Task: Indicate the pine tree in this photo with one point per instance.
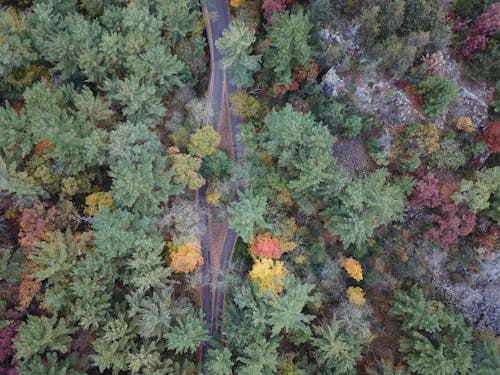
(336, 351)
(286, 315)
(365, 204)
(247, 215)
(219, 362)
(39, 334)
(438, 93)
(300, 145)
(187, 334)
(289, 44)
(138, 169)
(235, 46)
(203, 142)
(259, 358)
(436, 340)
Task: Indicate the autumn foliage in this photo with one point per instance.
(186, 257)
(263, 245)
(426, 192)
(268, 274)
(95, 201)
(352, 267)
(491, 136)
(448, 220)
(465, 124)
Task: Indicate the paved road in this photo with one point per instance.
(218, 93)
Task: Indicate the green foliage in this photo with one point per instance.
(235, 46)
(320, 10)
(486, 357)
(187, 335)
(341, 117)
(111, 349)
(436, 340)
(289, 44)
(204, 142)
(219, 362)
(364, 205)
(138, 169)
(217, 165)
(247, 214)
(259, 358)
(36, 365)
(438, 93)
(336, 351)
(180, 16)
(47, 118)
(39, 334)
(482, 194)
(300, 145)
(15, 46)
(286, 315)
(57, 255)
(418, 313)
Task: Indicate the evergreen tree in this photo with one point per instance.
(289, 44)
(259, 358)
(364, 205)
(219, 362)
(138, 169)
(286, 314)
(438, 93)
(247, 215)
(300, 145)
(336, 351)
(235, 46)
(39, 334)
(436, 340)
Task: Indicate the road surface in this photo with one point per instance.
(219, 89)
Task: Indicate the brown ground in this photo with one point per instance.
(218, 231)
(352, 155)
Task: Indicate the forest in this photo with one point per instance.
(249, 187)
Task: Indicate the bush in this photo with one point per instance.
(438, 93)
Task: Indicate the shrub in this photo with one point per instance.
(438, 93)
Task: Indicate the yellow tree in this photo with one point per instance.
(186, 169)
(203, 142)
(352, 267)
(95, 201)
(356, 295)
(186, 257)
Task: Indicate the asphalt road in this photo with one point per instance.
(219, 89)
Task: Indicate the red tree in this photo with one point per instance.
(487, 24)
(7, 351)
(452, 222)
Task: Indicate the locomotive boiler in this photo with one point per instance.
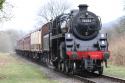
(72, 42)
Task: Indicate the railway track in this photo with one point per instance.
(100, 79)
(93, 78)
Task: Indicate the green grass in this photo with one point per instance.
(113, 70)
(13, 70)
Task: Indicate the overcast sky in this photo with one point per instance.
(25, 12)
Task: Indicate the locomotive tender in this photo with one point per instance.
(72, 43)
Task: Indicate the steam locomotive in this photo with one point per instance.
(71, 42)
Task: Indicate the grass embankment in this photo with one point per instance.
(117, 48)
(13, 70)
(116, 71)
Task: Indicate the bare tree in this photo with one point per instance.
(5, 11)
(54, 8)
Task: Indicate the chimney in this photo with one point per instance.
(83, 7)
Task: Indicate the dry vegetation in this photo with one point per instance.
(117, 43)
(8, 40)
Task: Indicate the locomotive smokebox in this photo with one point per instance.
(83, 7)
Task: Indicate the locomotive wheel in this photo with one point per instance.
(100, 70)
(59, 66)
(66, 68)
(74, 68)
(62, 67)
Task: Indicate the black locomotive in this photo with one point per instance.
(71, 42)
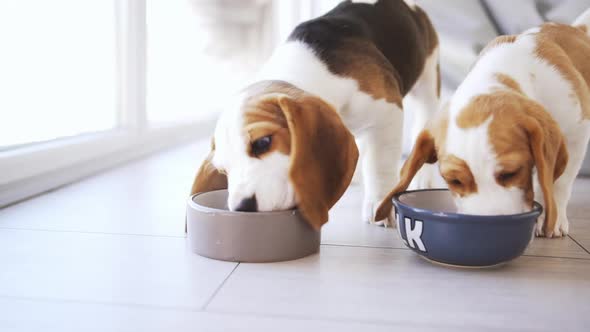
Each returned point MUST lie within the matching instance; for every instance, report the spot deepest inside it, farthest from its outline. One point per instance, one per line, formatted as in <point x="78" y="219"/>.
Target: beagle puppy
<point x="516" y="129"/>
<point x="290" y="138"/>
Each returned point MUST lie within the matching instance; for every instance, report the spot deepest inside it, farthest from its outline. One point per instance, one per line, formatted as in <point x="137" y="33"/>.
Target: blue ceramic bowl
<point x="429" y="225"/>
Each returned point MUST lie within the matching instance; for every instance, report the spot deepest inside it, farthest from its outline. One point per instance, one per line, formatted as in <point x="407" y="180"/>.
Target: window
<point x="88" y="84"/>
<point x="198" y="53"/>
<point x="58" y="68"/>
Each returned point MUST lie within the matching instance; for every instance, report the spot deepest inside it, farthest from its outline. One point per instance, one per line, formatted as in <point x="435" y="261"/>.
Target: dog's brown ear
<point x="208" y="177"/>
<point x="424" y="151"/>
<point x="550" y="155"/>
<point x="323" y="156"/>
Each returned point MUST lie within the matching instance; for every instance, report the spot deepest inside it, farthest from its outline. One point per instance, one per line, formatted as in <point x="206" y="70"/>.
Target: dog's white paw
<point x="370" y="210"/>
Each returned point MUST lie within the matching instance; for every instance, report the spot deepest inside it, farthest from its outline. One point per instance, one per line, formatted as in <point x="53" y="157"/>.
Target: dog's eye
--------------------
» INSTRUCTIONS FOR THE TASK: Once you find the line containing "Target: beagle puppy", copy it and every line after it through the end of the records, exactly and nothing else.

» RESPONSE:
Target: beagle puppy
<point x="516" y="129"/>
<point x="290" y="138"/>
Each returned point MUST lie within the matching instance; for every instance, report the spot deepest inside it, farthest from its outline. One point per instance, one per line, formatted as in <point x="137" y="33"/>.
Target: blue ceramic bowl
<point x="429" y="225"/>
Each returned point MUST lie within the matching instance; for every instance, report the spot deepest inside it, farthest from its outline. One point per instance, one per line, formatted as in <point x="407" y="180"/>.
Target: window
<point x="88" y="84"/>
<point x="198" y="53"/>
<point x="58" y="68"/>
Each returned point MUST lie within the matching instance; for every instance, report the spot deepest inside it, farthest from its outline. One point per instance, one per line, formatted as in <point x="435" y="261"/>.
Target: dog's brown ear
<point x="208" y="177"/>
<point x="424" y="151"/>
<point x="550" y="155"/>
<point x="323" y="156"/>
Each returned point MUST lie within the matching instance; for every instance, report the spot deepest inside it, farthest from its outline. One point per instance, one per line, formatted as in <point x="206" y="70"/>.
Target: dog's white paw
<point x="370" y="210"/>
Each returned point MUST lie within the matching instance; for every instance, report the spot deepest inside it, farthest from its outline. One point per instance, one per line, formatted as in <point x="53" y="157"/>.
Target: dog's eye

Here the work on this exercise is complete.